[Pointing and labeling entries]

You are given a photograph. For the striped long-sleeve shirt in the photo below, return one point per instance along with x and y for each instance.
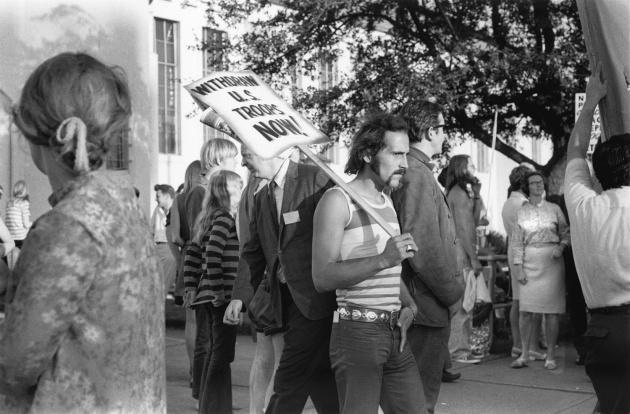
(210, 269)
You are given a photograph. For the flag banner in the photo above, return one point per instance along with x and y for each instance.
(580, 98)
(258, 116)
(607, 37)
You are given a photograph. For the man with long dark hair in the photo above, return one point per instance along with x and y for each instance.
(353, 255)
(462, 189)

» **Your instructions**:
Repeat the listing in full and exactly. Do not include any images.

» **Response to this task**:
You are given a photograph. For the striped long-sleeve shirt in the photo below, return one point per instance along with x and y for each instance.
(210, 269)
You are given a photograph. For the flag banner in the photo above, return one point per instance along with x and y for each instance.
(580, 98)
(258, 116)
(607, 37)
You are given a photograph. For the man with long dark hair in the photo above, return one point per instance along with x and y for each instance.
(353, 255)
(462, 189)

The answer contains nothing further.